Exact output of all the records is required.
[DATA UNDER STUDY Boundary: Start]
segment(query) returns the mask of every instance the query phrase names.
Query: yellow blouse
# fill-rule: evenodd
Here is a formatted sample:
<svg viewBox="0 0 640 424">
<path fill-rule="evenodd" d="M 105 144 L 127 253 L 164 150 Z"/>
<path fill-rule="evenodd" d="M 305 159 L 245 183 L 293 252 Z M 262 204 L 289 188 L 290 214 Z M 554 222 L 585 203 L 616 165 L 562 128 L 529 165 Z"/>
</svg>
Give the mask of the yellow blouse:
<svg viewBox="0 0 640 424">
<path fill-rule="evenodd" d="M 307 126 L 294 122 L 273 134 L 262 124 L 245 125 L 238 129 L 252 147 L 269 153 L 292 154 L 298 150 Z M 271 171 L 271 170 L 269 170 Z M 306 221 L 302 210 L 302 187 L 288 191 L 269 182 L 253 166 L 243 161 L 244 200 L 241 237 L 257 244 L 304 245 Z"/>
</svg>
[DATA UNDER STUDY Boundary: End]
▶ _COMPLETED EXERCISE_:
segment(query) returns the mask of every instance the query phrase names.
Query: yellow blouse
# fill-rule: evenodd
Here is a formatted sample:
<svg viewBox="0 0 640 424">
<path fill-rule="evenodd" d="M 105 144 L 127 253 L 164 150 Z"/>
<path fill-rule="evenodd" d="M 305 159 L 245 183 L 293 252 Z M 262 204 L 289 188 L 290 214 Z M 554 222 L 585 203 L 616 165 L 562 128 L 529 165 Z"/>
</svg>
Give the mask of the yellow blouse:
<svg viewBox="0 0 640 424">
<path fill-rule="evenodd" d="M 307 126 L 294 122 L 273 134 L 262 124 L 245 125 L 238 129 L 252 147 L 269 153 L 292 154 L 298 150 Z M 271 171 L 271 170 L 269 170 Z M 306 221 L 302 210 L 302 187 L 288 191 L 269 182 L 253 166 L 243 161 L 244 200 L 241 237 L 257 244 L 304 245 Z"/>
</svg>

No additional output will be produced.